WHAT YOU WILL DO – Among the entries below, find the lines holding "background" and copy them.

(Collected data entries)
Content starts

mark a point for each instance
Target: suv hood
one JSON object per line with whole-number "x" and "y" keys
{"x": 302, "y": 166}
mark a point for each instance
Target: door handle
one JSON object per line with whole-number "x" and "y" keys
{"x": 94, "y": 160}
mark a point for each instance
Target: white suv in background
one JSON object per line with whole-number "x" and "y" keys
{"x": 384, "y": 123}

Content ends
Content starts

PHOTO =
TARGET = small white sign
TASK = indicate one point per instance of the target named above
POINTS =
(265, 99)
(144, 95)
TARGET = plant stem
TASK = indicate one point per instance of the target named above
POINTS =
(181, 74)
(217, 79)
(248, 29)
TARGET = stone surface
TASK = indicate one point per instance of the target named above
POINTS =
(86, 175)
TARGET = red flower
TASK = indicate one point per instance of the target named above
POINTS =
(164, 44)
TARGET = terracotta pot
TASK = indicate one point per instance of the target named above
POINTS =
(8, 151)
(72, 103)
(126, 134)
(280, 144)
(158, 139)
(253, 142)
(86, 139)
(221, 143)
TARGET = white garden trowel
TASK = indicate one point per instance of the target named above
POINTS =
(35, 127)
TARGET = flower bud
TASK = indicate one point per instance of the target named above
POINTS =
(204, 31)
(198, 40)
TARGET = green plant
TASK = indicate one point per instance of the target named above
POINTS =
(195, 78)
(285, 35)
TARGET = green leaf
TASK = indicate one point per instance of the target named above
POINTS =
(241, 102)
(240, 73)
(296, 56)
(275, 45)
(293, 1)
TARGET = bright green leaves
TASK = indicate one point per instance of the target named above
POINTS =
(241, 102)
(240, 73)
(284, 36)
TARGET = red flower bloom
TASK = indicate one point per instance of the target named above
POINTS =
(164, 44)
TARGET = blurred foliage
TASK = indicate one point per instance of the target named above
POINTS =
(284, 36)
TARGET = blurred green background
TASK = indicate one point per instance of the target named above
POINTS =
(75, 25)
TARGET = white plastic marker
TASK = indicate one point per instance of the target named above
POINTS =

Content ends

COMPLETED EXERCISE –
Target: white suv in background
TARGET = blurred green background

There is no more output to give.